» Work to be completed
Copy out every record precisely.

Referring expression pointing data

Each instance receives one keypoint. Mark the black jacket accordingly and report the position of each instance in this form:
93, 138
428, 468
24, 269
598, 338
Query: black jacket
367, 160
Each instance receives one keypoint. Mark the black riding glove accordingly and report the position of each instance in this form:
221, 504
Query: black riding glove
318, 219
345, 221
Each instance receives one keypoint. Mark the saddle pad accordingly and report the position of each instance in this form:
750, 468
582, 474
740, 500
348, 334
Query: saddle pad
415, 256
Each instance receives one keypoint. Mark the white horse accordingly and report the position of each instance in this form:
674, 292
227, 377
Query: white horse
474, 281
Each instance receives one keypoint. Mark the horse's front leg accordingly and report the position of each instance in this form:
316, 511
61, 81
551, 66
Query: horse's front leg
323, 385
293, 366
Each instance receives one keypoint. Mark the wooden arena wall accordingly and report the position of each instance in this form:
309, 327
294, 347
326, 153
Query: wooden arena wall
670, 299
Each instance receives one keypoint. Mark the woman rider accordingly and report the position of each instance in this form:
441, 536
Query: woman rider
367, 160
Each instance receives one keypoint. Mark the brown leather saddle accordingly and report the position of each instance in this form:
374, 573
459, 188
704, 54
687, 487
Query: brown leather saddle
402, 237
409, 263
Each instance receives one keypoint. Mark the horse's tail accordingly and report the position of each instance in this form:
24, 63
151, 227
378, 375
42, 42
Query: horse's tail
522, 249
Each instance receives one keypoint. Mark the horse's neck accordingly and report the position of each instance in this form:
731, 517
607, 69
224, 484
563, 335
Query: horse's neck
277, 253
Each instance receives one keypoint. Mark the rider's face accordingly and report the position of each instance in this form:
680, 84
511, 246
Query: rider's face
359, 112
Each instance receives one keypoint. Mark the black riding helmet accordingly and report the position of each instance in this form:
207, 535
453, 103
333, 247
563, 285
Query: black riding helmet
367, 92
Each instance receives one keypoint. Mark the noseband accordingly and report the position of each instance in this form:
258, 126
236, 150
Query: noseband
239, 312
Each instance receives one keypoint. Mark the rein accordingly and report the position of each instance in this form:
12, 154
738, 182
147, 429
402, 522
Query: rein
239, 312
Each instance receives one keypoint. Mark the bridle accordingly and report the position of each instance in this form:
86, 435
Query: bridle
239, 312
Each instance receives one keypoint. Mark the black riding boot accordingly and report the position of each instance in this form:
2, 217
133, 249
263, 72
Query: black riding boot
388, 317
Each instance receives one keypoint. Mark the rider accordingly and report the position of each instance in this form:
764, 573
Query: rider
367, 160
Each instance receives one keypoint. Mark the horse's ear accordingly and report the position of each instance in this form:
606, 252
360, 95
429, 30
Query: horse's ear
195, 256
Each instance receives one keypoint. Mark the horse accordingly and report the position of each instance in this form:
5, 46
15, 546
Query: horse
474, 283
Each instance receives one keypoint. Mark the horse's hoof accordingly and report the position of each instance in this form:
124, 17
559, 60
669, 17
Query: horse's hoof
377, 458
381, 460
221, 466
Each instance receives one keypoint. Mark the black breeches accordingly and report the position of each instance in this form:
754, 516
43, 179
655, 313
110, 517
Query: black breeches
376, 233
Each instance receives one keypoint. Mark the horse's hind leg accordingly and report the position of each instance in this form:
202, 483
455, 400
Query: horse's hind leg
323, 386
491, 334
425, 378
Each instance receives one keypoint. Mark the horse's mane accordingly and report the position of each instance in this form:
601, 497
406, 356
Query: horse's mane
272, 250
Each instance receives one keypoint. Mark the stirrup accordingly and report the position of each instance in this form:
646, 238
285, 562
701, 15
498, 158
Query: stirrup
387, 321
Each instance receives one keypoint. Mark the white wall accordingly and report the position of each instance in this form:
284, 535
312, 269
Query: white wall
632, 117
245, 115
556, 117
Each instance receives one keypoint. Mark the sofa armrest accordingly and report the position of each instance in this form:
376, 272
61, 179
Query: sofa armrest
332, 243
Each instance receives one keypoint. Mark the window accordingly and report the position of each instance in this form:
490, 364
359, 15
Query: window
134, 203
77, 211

» Written response
Each instance receives one keypoint. Mark the black jacket accordingly and report the position of each instance in this form:
93, 138
428, 468
24, 269
598, 338
Query: black jacket
367, 160
Each instance receives one keypoint. Mark the black riding glove accordingly and report the position of each instance in this form:
221, 504
Query: black riding glove
318, 219
345, 221
Each instance receives one keypoint. Mark the saddle pad accordingly and report the position of each instance in this form:
750, 468
582, 474
740, 500
348, 334
Query: saddle pad
415, 256
Each instance receives one keypoint. Mark the white horse accordingly and report the position of each instance in this form:
674, 292
227, 377
Query: white horse
474, 281
Each instance receives one keypoint. Mark the horse's front leg accordingly and report the position of each instance in this form:
316, 511
61, 81
551, 66
Query: horse's front leg
323, 385
293, 366
Each instance receives one keypoint. Mark the wooden arena wall accordingly and report the position of each instance in this form:
309, 327
294, 347
326, 153
Query: wooden arena wall
670, 299
Each instance receives one keypoint. Mark the woman rider accordingly and report the position of each instance in this form:
441, 536
Query: woman rider
367, 160
Each instance receives one keypoint. Mark the brown leather saddle accordingly and report the position of each instance in this form:
374, 573
459, 188
704, 54
687, 487
Query: brown leather saddle
402, 237
409, 263
Each instance receives one keypoint. Mark the horse's tail accordingly and report the position of each instance in this form:
24, 63
151, 227
378, 375
42, 42
Query: horse's tail
522, 249
Each instance receives one keypoint. Mark the horse's neck accordingly and report the position of each instance in this form:
731, 517
607, 69
224, 484
563, 335
Query: horse's neck
277, 253
Each instance receives one keypoint. Mark the rider's face accordingly and report the position of each instance in this form:
680, 84
511, 246
Query: rider's face
359, 112
Each instance receives one keypoint. Mark the black riding helmet accordingly and report the position of each instance in this form:
207, 535
453, 103
333, 247
563, 285
Query: black riding helmet
367, 92
Each instance receives one keypoint. Mark the noseband accordingly and report the position of each instance in this form:
258, 126
236, 150
Query: noseband
239, 312
Each instance receives one keypoint. Mark the rein accordingly and report the position of each instance in this form:
12, 154
738, 182
147, 429
402, 522
Query: rein
239, 312
Each instance receives one keypoint. Mark the bridle accordingly and report the position of each instance in this form:
86, 435
Query: bridle
239, 312
Each instance receives one keypoint. Mark the black riding boot accordingly and report the position of each instance in this form:
2, 217
133, 249
263, 72
Query: black riding boot
388, 317
Each instance receives one keypoint. Mark the rider accordingly and report the position of each instance in this form:
764, 573
Query: rider
367, 160
Each instance receives one keypoint. Mark the horse's ear accordingly and report the position of each instance in this form:
606, 252
360, 95
429, 30
Query: horse's ear
195, 256
Each instance receives one keypoint. Mark the horse accordingly and report the position of each instance in this form:
5, 46
15, 546
Query: horse
474, 283
Each instance receives one keypoint. Mark the horse's hoof accordingly and report the position of each instance in this form:
124, 17
559, 60
669, 17
Query: horse's hoof
377, 458
381, 460
221, 466
Each instance receives one keypoint. Mark the black breeches accordingly and report the position of each instance in this form:
754, 516
43, 179
655, 313
110, 517
Query: black breeches
376, 233
Each instance receives one keypoint. Mark the horse's hind leg accordingly and report the position of each instance in this form:
202, 483
455, 400
Query: horse's hind leg
323, 386
491, 334
425, 378
Each instance receives one keypoint. Mark the horse's mane accordingly and report the position of each instance in this form:
601, 497
406, 356
Query: horse's mane
272, 250
Each instance receives one keypoint. Mark the stirrup accordingly and report the position of each instance in this form:
646, 238
285, 562
701, 15
498, 158
Query: stirrup
387, 321
Each instance receives one keypoint. Mark the white wall accordingly and report the position of each instance in this form:
284, 535
312, 269
Query: white wall
632, 117
245, 115
556, 117
Each instance receives one keypoint. Mark the sofa armrest accordingly and report the position of each instance in this form:
376, 272
61, 179
Query: sofa armrest
332, 243
Each instance receives one keypoint. Mark the window accordingly and report the position of each instance in this form:
490, 364
359, 15
Query: window
134, 203
77, 211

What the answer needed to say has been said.